+++ GIVEN RECORDS
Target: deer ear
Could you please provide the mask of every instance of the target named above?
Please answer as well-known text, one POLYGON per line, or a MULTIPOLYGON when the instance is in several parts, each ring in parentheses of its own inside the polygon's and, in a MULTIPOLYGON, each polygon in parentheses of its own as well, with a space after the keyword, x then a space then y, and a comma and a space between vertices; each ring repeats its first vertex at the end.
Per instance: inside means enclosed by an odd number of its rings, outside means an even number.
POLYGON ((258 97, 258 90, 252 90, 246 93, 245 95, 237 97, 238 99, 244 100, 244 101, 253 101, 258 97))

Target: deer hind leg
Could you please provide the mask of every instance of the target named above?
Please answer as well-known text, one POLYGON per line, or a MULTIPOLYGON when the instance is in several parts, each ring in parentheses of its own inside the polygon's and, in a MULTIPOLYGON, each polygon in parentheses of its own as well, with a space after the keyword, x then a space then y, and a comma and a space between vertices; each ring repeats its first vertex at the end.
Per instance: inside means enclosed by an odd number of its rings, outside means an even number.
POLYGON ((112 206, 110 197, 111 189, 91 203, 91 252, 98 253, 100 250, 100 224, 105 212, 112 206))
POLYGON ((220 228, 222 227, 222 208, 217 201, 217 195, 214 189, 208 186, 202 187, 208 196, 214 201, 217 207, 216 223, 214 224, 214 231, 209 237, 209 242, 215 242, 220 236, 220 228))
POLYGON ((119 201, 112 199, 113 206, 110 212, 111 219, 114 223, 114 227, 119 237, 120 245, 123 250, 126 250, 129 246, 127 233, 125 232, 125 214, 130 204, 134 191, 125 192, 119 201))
++++++
TASK TO CARRY OUT: Copy the lines from the one containing "Target: deer hind leg" through the last line, with no changes.

FULL RESPONSE:
Target: deer hind leg
Could you please provide the mask of every instance of the target named above?
Please answer as well-known text, one POLYGON per line, or a MULTIPOLYGON when the instance is in several parts, each ring in parentheses of its own inside the polygon's and, in a MULTIPOLYGON, each polygon in parentheses of its own as well, with a space after the keyword, x then a space then y, and a comma and a space between vertices; each ring repeats its first vertex at the end.
Per instance: inside means enclosed by an odd number of its rings, outside means an even number.
POLYGON ((112 206, 110 197, 111 189, 91 203, 91 252, 98 253, 100 250, 100 224, 105 212, 112 206))
POLYGON ((220 228, 222 227, 222 208, 217 201, 217 195, 214 189, 208 186, 202 187, 208 196, 214 201, 217 207, 216 223, 214 224, 214 231, 209 237, 209 242, 215 242, 220 236, 220 228))
POLYGON ((119 201, 112 199, 113 206, 110 212, 111 219, 114 223, 114 227, 119 237, 120 245, 123 250, 126 250, 129 246, 127 233, 125 232, 125 214, 130 204, 134 191, 125 192, 119 201))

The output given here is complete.